[START OF Raw records]
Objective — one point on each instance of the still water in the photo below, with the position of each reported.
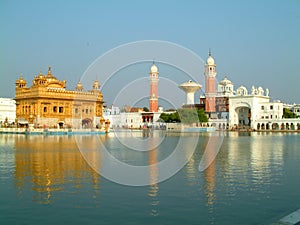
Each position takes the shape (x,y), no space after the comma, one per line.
(254,179)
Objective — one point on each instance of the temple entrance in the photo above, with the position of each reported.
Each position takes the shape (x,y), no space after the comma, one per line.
(244,116)
(87,123)
(61,125)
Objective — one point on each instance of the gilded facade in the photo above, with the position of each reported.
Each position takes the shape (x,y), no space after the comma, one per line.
(47,103)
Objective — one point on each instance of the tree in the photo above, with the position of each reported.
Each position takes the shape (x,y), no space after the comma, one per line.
(185,116)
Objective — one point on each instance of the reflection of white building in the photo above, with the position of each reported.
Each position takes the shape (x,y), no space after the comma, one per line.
(241,108)
(7,110)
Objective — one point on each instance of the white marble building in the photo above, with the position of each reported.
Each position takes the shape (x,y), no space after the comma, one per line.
(251,109)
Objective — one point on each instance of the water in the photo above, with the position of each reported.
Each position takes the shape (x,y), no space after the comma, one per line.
(253,180)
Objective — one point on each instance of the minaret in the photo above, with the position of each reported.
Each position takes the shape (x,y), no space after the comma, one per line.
(153,100)
(210,84)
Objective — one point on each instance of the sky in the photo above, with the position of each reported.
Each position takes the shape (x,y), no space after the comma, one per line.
(252,42)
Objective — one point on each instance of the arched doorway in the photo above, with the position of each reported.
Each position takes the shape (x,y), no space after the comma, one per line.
(61,124)
(87,123)
(244,116)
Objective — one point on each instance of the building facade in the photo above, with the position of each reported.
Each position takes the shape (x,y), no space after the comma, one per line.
(7,111)
(210,85)
(47,103)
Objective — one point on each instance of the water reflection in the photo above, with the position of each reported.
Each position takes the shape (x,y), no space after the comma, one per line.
(153,177)
(47,164)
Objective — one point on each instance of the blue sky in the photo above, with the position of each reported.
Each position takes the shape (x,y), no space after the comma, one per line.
(253,42)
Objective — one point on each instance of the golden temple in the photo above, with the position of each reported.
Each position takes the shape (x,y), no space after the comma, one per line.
(47,103)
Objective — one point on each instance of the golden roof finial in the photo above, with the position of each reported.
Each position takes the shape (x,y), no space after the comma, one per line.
(49,70)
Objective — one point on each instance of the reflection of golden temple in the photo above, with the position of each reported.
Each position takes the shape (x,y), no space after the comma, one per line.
(48,163)
(48,103)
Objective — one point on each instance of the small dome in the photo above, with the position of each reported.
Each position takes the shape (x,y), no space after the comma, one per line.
(153,69)
(210,60)
(225,81)
(79,86)
(96,84)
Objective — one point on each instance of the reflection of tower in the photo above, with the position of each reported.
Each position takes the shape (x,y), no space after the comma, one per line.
(153,177)
(190,88)
(153,101)
(210,80)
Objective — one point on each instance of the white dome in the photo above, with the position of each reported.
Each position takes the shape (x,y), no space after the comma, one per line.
(225,81)
(153,69)
(210,61)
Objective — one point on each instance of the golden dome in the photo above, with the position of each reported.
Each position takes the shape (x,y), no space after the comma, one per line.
(79,86)
(154,69)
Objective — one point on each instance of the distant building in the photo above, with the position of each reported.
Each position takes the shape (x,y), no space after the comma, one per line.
(229,109)
(296,109)
(7,110)
(47,103)
(131,118)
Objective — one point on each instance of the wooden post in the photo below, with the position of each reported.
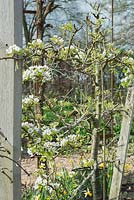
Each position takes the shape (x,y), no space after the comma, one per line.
(122,146)
(10,101)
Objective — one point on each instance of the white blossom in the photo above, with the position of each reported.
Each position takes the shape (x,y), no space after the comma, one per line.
(40,181)
(37,72)
(12,49)
(39,41)
(29,100)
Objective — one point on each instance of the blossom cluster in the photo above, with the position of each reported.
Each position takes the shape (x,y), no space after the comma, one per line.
(29,101)
(36,72)
(57,40)
(68,139)
(13,49)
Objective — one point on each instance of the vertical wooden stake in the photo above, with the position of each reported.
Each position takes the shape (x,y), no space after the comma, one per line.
(10,101)
(122,146)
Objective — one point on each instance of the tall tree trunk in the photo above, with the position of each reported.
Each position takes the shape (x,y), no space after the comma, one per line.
(95,139)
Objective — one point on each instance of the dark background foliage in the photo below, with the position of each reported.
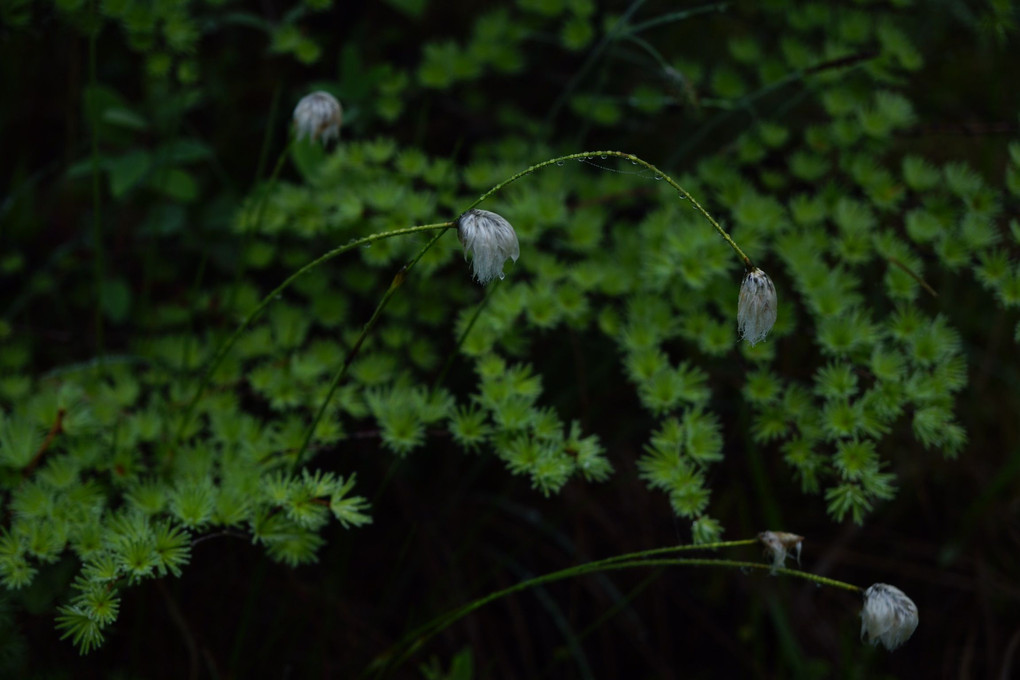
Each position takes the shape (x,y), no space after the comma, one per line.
(448,526)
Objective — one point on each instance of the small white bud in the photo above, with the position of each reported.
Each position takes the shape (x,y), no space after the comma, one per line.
(888,616)
(778,544)
(490,240)
(318,115)
(757,306)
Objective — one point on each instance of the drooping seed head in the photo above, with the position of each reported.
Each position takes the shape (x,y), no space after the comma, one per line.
(318,116)
(778,544)
(888,617)
(756,308)
(490,240)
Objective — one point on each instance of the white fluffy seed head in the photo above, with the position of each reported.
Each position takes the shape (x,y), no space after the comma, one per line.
(490,241)
(318,116)
(757,307)
(778,544)
(888,617)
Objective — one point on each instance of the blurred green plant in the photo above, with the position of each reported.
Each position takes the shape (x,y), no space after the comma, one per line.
(220,403)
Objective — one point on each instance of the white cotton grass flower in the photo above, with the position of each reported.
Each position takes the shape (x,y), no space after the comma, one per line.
(757,306)
(778,544)
(318,116)
(490,241)
(888,617)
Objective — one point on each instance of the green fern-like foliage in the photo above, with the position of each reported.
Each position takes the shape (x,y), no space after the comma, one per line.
(623,291)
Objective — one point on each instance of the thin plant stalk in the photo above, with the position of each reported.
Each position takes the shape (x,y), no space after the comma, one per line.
(401,275)
(416,638)
(228,344)
(399,278)
(397,281)
(490,290)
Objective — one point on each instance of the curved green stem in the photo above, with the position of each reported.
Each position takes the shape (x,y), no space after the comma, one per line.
(585,155)
(401,275)
(399,278)
(397,281)
(228,344)
(420,635)
(463,335)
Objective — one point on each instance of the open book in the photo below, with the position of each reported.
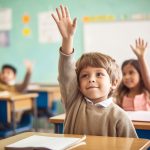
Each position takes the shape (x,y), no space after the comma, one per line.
(46,143)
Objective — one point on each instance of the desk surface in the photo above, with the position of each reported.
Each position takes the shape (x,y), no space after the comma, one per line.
(92,142)
(137,124)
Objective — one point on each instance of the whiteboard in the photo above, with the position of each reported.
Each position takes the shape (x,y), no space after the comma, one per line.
(114,38)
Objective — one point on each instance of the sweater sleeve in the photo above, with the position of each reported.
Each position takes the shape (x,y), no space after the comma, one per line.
(67,79)
(125,127)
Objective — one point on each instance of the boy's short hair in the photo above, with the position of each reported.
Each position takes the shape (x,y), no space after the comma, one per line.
(8,66)
(99,60)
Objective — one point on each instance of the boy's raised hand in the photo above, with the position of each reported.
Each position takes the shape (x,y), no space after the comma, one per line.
(139,48)
(65,25)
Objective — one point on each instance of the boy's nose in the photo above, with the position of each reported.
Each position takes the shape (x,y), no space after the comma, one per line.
(92,79)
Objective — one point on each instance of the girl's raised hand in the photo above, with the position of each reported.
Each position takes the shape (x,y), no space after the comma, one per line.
(65,25)
(139,48)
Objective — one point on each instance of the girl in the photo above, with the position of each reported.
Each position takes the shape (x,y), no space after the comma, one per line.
(134,91)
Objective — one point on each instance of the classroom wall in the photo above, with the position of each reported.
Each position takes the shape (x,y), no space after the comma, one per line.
(45,56)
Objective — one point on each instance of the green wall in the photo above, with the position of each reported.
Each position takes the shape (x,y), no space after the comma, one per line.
(45,56)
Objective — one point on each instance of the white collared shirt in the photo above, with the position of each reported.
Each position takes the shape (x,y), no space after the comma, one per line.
(104,103)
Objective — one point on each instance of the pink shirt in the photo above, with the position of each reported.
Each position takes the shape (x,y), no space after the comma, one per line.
(139,102)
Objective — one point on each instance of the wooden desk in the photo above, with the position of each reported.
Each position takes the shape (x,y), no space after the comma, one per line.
(18,103)
(141,125)
(92,142)
(59,120)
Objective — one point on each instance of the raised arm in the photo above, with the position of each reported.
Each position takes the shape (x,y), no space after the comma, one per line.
(66,27)
(139,50)
(23,86)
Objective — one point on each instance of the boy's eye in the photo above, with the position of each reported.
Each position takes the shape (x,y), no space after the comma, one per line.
(99,74)
(84,75)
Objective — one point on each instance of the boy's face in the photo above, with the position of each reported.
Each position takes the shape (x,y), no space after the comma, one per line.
(8,75)
(95,83)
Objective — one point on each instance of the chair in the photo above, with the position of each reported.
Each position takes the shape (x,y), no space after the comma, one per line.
(8,108)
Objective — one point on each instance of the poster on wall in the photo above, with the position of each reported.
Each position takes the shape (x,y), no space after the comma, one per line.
(4,38)
(48,31)
(5,19)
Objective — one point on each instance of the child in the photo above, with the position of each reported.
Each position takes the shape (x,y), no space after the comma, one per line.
(8,77)
(134,91)
(7,83)
(86,90)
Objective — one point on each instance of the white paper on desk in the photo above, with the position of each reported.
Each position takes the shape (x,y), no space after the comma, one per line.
(139,115)
(45,142)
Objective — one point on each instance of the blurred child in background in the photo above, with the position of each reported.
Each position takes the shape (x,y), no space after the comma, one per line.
(134,91)
(8,78)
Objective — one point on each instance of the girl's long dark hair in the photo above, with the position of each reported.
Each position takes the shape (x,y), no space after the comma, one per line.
(122,89)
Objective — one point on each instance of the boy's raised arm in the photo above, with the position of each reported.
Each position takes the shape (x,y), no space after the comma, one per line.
(66,27)
(139,50)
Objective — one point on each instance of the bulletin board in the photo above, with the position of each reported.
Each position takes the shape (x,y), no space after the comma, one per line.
(114,37)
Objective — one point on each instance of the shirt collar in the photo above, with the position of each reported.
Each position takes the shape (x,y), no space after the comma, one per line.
(104,103)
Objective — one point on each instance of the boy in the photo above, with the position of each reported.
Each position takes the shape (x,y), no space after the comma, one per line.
(86,90)
(8,77)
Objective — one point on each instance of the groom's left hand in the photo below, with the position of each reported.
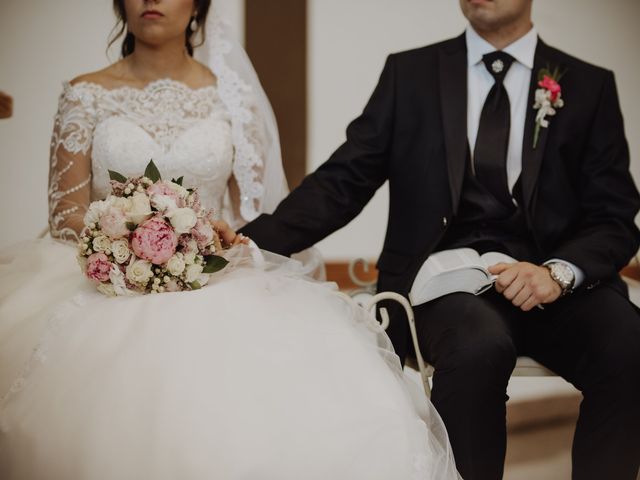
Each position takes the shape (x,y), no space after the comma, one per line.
(524,284)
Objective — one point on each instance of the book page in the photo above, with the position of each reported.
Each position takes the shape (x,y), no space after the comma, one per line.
(448,271)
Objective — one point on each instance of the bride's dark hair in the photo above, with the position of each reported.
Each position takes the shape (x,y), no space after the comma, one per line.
(129,42)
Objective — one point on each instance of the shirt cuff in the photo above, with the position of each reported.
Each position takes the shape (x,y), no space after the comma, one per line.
(578,274)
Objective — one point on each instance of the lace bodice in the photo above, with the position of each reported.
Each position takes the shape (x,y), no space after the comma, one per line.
(187,132)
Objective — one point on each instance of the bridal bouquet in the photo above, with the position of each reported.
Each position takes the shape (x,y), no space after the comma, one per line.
(149,236)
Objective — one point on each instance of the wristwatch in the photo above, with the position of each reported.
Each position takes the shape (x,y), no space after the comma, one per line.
(563,275)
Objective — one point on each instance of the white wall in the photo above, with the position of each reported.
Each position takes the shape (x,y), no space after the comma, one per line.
(350,39)
(43,42)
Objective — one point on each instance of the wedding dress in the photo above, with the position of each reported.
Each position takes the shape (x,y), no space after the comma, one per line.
(262,374)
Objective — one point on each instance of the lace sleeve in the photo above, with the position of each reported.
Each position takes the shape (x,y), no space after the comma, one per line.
(70,163)
(247,182)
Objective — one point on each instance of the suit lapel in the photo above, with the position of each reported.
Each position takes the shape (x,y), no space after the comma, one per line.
(453,98)
(532,157)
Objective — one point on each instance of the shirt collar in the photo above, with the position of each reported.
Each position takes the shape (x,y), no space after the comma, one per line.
(523,49)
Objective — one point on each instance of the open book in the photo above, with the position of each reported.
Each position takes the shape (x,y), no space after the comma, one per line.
(457,270)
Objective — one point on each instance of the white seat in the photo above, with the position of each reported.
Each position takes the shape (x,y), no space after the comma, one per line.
(366,296)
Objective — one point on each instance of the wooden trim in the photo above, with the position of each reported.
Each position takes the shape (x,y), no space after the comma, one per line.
(276,41)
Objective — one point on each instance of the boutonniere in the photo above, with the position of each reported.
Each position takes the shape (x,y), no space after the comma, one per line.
(548,99)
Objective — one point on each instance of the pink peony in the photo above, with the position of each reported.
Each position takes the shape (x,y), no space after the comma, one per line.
(113,223)
(98,267)
(154,240)
(550,84)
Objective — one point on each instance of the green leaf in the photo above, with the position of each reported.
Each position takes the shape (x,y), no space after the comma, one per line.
(118,177)
(152,172)
(214,263)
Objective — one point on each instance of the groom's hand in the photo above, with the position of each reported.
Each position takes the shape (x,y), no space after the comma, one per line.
(526,285)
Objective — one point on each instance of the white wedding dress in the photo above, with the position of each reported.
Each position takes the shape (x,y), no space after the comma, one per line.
(262,374)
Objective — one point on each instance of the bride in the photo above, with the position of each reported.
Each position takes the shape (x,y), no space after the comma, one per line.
(263,374)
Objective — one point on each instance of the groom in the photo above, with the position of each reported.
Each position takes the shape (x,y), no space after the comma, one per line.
(475,157)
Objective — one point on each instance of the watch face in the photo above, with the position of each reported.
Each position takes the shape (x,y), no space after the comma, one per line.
(562,274)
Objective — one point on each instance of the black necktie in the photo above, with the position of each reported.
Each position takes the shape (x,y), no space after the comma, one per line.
(492,142)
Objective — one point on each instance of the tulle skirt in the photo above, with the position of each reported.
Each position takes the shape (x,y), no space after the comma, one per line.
(262,374)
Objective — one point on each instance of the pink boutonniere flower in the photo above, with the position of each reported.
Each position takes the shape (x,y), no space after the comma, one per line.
(548,99)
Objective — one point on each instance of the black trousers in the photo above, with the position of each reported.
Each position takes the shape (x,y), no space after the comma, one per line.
(591,338)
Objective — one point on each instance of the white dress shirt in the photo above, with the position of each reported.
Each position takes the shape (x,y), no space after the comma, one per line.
(516,82)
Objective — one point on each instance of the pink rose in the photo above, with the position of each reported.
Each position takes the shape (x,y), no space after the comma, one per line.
(550,84)
(98,267)
(114,223)
(154,240)
(203,233)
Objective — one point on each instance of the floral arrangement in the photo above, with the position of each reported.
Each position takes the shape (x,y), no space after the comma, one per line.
(149,236)
(547,100)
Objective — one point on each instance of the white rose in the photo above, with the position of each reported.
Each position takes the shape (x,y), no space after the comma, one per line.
(123,203)
(101,244)
(82,261)
(176,265)
(139,271)
(193,273)
(203,279)
(95,211)
(119,285)
(183,220)
(179,190)
(164,203)
(107,289)
(140,208)
(192,251)
(120,250)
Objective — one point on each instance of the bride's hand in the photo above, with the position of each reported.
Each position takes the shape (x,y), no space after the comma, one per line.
(228,235)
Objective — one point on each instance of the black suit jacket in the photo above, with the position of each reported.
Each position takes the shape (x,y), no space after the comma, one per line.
(579,198)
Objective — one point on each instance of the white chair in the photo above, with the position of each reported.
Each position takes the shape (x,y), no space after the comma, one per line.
(366,296)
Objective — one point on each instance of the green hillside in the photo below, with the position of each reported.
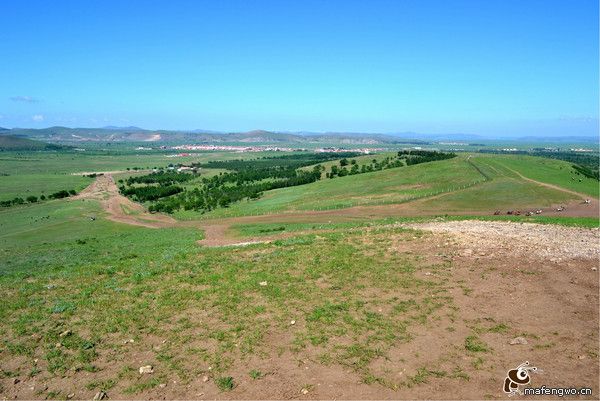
[END OF Raw records]
What is expected:
Gather each line from the items above that contains the string "sleeve", and copy every such line in full. Matching is case-sensitive.

Complete answer:
Objective — one point on each instance of the sweater sleeve in the photo above, with the position of each reported.
Objective — one point on each instance of the lace sleeve in the photo above, with the position of each reported.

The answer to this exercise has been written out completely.